> [READING TEXT]
════════
Comparing the frost heave characteristic diversities between the clay soil and the CGS, it was shown that the water absorbed from outside water source mainly changed into pore ice for CGS, while it mainly changed into an ice lens for clay soil. The pore ice in the CGS was dispersed and not integrated into a whole, which was detrimental to the formation of an ice lens. Thus, the frost heave amount of the CGS was much less than that of the clay soil.

Based on the thermal boundary condition of the CGS sample, it can be concluded the temperature distribution along the soil column depth was nearly linear in the SS. The temperature distribution of the clay sample was similar to that of the CGS sample. One can conclude that the final frozen depth of the clay soil column was approximately 75.0 mm, and the corresponding frozen heave ratio was 25.73%. Under the same temperature conditions, even when the water intake amounts were very close, the frost heave amount and frost heave ratio of the CGS were much lower than those of the natural clay soil. This experimental result shows that replacing natural soil with CGS is a possibility for railway construction. To optimize the anti-frost effect of CGS in HSR embankments, the influence of fines content, initial water content, and grain size distribution of coarse particles on the frost heave ability of the CGS were investigated, as discussed in Variations in Frost Heave With Soil Composition.
════════
> [ACTIVITY A] In the frost heave passage, what was the final frozen depth of the clay soil column?
> [ACTIVITY B] Resume the frost heave passage after its last sentence.
The listing that comes next is separate material, unrelated to the frost heave passage.

> [RECORDED INFORMATION]
════════
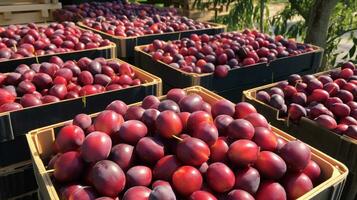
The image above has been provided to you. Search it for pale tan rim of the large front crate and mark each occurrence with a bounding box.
[26,86,349,200]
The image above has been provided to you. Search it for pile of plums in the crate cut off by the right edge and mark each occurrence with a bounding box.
[256,62,357,139]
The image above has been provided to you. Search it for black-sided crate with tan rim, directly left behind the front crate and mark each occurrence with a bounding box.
[0,58,161,142]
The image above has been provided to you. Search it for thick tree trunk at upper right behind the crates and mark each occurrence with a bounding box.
[305,0,338,48]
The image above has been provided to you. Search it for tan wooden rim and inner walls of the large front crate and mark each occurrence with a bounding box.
[26,86,348,200]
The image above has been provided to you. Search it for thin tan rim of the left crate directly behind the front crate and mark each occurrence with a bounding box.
[0,58,162,117]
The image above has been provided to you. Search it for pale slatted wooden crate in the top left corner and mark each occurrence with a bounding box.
[0,0,62,25]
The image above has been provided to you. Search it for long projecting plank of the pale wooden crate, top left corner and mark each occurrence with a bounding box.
[0,3,62,12]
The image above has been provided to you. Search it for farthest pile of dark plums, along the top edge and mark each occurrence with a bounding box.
[53,1,177,21]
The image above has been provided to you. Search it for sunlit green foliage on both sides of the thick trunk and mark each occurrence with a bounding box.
[198,0,357,70]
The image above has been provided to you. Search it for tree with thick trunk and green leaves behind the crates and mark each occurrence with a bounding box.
[196,0,357,69]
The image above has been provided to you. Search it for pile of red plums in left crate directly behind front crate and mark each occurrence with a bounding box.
[0,56,141,112]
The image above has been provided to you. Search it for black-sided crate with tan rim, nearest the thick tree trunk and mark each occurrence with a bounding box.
[135,43,323,102]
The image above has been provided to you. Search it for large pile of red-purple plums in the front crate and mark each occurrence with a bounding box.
[47,89,322,200]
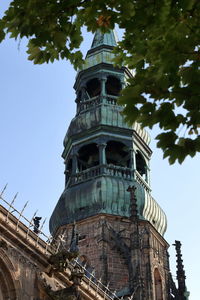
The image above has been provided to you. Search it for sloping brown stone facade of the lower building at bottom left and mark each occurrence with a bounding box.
[0,204,115,300]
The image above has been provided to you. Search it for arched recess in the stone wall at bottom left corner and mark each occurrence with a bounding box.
[0,256,17,300]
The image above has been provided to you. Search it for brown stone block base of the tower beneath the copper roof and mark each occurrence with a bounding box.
[55,215,170,300]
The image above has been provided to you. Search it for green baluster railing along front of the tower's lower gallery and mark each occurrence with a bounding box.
[69,165,133,186]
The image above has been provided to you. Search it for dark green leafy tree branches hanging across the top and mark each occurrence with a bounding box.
[0,0,200,164]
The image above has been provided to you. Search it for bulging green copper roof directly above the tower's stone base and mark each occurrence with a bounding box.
[49,175,167,235]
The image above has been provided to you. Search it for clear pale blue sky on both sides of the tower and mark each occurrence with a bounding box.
[0,0,200,300]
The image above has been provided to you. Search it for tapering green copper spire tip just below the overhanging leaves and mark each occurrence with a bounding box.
[91,30,117,49]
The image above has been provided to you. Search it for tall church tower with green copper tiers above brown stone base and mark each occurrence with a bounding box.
[50,31,172,300]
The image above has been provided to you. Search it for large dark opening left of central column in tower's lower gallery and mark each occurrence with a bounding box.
[78,143,99,171]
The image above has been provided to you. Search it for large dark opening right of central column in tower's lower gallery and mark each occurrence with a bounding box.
[106,141,130,168]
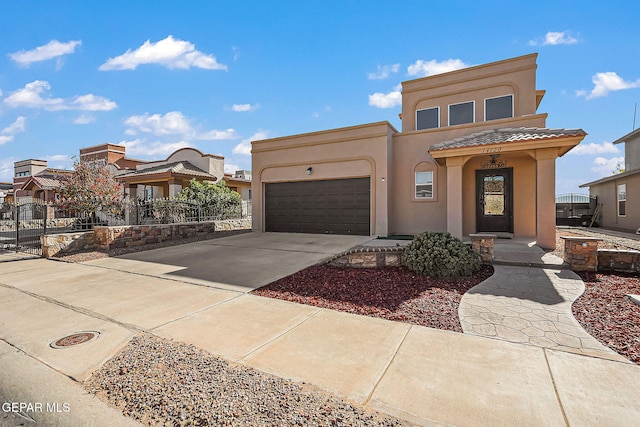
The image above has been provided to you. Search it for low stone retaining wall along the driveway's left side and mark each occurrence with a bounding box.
[41,218,251,258]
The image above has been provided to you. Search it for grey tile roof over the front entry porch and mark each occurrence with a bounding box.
[429,128,587,151]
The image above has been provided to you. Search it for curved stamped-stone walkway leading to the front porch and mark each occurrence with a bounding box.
[458,265,628,362]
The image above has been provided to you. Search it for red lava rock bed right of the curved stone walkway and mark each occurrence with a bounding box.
[572,272,640,365]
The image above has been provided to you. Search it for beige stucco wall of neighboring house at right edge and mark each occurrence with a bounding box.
[589,174,640,232]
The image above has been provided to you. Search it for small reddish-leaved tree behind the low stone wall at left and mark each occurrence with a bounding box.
[59,161,124,222]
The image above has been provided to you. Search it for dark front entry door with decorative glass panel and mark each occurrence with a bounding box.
[476,168,513,233]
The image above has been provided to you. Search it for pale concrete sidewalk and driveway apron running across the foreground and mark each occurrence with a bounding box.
[0,236,640,426]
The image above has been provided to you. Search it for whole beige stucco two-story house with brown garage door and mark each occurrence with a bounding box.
[252,54,586,248]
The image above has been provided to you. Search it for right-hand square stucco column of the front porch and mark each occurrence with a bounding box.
[536,148,558,249]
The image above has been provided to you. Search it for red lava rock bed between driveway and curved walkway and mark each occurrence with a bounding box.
[252,265,493,332]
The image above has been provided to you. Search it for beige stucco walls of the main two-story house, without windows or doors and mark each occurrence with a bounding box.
[252,54,579,247]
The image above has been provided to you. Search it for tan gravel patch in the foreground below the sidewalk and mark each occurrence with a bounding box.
[84,335,408,427]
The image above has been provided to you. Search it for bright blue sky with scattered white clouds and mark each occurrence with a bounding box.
[0,0,640,194]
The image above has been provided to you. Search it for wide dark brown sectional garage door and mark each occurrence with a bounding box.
[265,178,371,236]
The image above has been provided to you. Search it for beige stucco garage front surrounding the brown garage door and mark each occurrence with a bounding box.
[252,122,396,235]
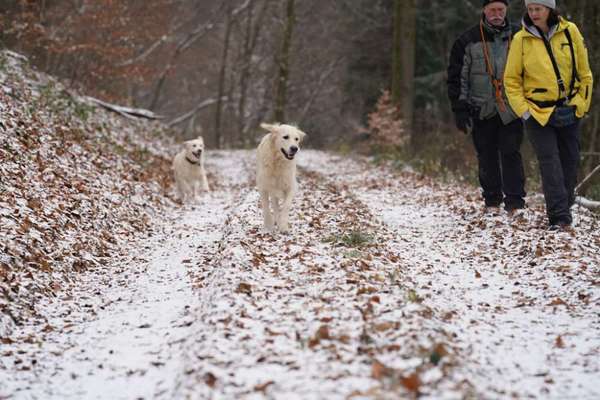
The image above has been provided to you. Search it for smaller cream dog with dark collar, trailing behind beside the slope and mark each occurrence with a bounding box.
[173,136,209,203]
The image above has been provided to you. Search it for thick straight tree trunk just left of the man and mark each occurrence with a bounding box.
[392,0,417,135]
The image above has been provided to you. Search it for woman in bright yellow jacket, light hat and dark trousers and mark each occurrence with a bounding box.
[504,0,592,229]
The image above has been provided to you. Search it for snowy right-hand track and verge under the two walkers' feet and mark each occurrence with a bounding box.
[304,151,600,399]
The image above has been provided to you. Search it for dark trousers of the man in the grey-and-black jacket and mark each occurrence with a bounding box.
[473,115,525,210]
════════
> [RESPONSE BOX A] Approximately 75.0 mm.

> [RESPONSE BOX B]
Variations in Frost Heave With Soil Composition

The test samples, apparatuses, and procedures were the same as those in the frost heave test of the CGS, as described in the Test Description. The test scheme is listed in Table 1. Samples S1–S5 were prepared to study the influence of fines content on the frost susceptibility of CSG, samples S6, S2, and S7 were prepared to study the influence of initial water content, and samples S5 and S8–S10 were prepared to study the influence of the grain size distribution of coarse particles. The mass percentages of the certain-size grains of samples S5 and S8–S10 are presented in Table 2. The grain size distributions of the coarse particles of samples S1–S7 are the same. The grain gradation of the other samples with different fines contents can also be determined by combining with the grain gradation of sample S5. Sample S7 is the CGS sample described in Frost Heave Characteristics of Coarse-Grained Soil. The uniformity coefficient and coefficient of curvature for samples S5 and S8–S10 are listed in Table 2.

TABLE 1

TABLE 1. Frost heave test schemes for CGS fillings.

TABLE 2

TABLE 2. Mass percentage of the certain-size grains.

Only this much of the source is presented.